:: Dataset entries ::
**********
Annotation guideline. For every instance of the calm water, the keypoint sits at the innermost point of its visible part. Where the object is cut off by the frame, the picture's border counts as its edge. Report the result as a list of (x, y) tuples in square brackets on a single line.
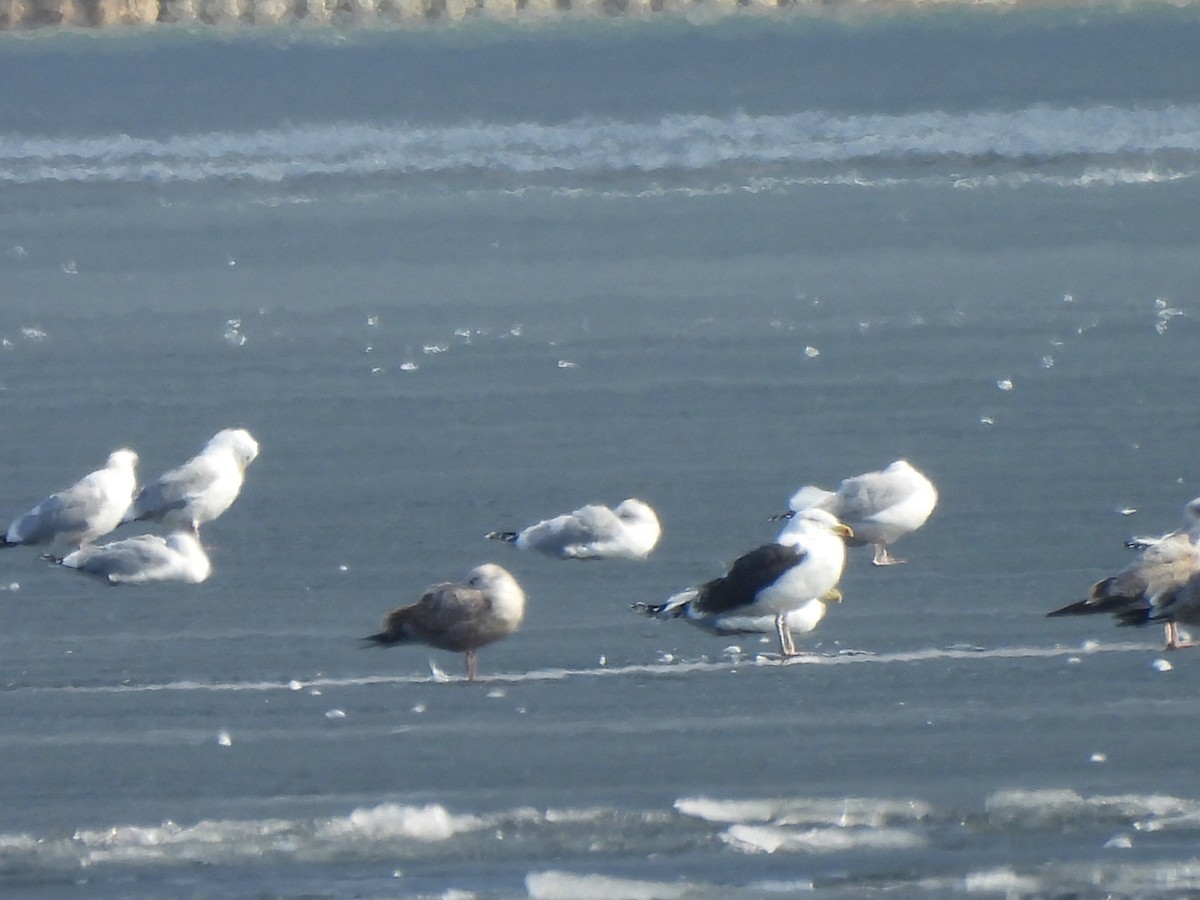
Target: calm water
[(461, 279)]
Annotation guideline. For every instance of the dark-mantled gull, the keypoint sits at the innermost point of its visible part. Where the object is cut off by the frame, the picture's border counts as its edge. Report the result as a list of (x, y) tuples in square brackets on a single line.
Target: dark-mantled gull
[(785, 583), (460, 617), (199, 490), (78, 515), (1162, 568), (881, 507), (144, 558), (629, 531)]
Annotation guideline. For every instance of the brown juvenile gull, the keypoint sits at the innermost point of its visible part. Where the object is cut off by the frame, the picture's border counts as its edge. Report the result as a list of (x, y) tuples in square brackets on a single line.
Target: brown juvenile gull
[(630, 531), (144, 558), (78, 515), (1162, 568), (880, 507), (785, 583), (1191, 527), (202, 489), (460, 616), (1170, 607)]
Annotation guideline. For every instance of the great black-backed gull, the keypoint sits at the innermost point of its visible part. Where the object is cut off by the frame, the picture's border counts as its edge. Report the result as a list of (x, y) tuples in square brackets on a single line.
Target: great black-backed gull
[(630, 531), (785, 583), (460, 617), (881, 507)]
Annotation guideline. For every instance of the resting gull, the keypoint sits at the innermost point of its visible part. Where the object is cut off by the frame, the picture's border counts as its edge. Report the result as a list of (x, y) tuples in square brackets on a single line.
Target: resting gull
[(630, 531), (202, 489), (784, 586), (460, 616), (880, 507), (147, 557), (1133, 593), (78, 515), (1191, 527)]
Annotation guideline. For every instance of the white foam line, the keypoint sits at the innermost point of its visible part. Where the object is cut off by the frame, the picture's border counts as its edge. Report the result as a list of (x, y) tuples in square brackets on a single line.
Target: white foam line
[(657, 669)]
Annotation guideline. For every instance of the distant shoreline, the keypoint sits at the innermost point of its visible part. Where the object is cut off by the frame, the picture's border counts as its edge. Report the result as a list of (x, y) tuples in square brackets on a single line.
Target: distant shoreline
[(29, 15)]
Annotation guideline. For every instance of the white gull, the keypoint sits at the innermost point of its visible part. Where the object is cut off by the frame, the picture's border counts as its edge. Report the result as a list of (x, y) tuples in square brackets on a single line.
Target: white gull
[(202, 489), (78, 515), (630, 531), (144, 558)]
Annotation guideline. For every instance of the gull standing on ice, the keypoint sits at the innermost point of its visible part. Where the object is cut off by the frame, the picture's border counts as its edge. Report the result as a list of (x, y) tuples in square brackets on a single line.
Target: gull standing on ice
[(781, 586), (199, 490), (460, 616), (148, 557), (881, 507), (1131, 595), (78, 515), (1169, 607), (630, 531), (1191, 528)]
**********
:: Given instruction ::
Arrange the listing above as a two-column CSV with the headers instruction and coordinates, one row for each instruction, covering all of the listing. Put the full instruction text and its answer each in a single quoted field with line breaks replaced by spaces, and leave the pictures out.

:: Answer to this task ::
instruction,coordinates
"Annotation guideline. For every instance of the calm water, the keypoint sits at the innermost point of its visible part. Where the object is cut off by the frame, the picture's border counts as its edge. Report the result as a list of (x, y) tuples in square brackets on a single line. Target: calm water","[(461, 279)]"
"Annotation guideline. For every instance of the dark-mantled gull, the keypoint sits at the innermost point of its visible part. Where the object is cut off by the frame, the picture's border counts as its edge. Report the result as a list of (x, y) tuples in square brackets on a single line. Target: dark-mantled gull","[(785, 583), (460, 617), (199, 490), (78, 515), (1162, 568), (881, 507), (144, 558), (629, 531)]"
"Annotation guideline. For every instance of the brown juvenile gull, the keypoint sits at the innermost point of its visible part. Where the object is cut off by the frame, the picture's border counts as its edge. Report the result as a list of (x, y) tuples in square brackets on a single line. Target: brown juvenile gull","[(630, 531), (144, 558), (78, 515), (1162, 568), (880, 507), (785, 583), (1191, 527), (202, 489), (460, 616), (1170, 607)]"
"Annotation guideline. For every instance of the great black-backed gull, the keypoint sits at the innermost point of its visible part. Where the object is cut off by the frame, the picture's border counts as its edge. Report the result as a list of (x, y) tuples in square brackets on a single line. Target: great black-backed gull","[(630, 531), (785, 583), (460, 617), (881, 507)]"
"Annotation guideline. For every instance of the resting gull, the keypoint sits at the innermost point of its visible part. Where the object is cut off by the frame, the picture's border counts as its edge. Report the result as a list of (x, y) tuples in square brackets on a single line. Target: resting gull","[(630, 531), (202, 489), (784, 586), (460, 616), (880, 507), (147, 557), (1133, 593), (78, 515), (1191, 527)]"
"Annotation guideline. For every instance of the white foam line, the keypoint sits at the innermost point of its visible part. Where the object is cut off by the frame, the picture's border counts as its edge. Report the result as a list of (x, y) tuples in square brackets on a single line. Target: white foam line","[(657, 669)]"
"Annotation guideline. For every instance of the distant shoreline, the keypoint sits at the innermost point of its visible part. Where the object is cut off by the frame, the picture's border counts as its edge. Report the result as a list of (x, y) tuples in square brackets on a single line. Target: distant shoreline","[(29, 15)]"
"Annotation guideline. For every instance of the white gull, the keypoint sits at the innermost point of its visible part. Where the object is cut off by the frame, the picture's border counts as its edge. Report the result as a list of (x, y) tuples in square brackets on a single line. Target: white gull","[(202, 489), (78, 515), (630, 531), (144, 558)]"
"Annotation guideline. For every instance of the gull standing on ice, the keypoint sits at the innermost point of its visible part. Where the object is cut off by the frame, the picture's border counts as its edge. Report the result as a list of (x, y) tuples in square brackets on a single line. Target: gull standing on ice","[(781, 586), (199, 490), (460, 616), (148, 557), (881, 507), (1131, 595), (78, 515), (1169, 607), (630, 531), (1191, 528)]"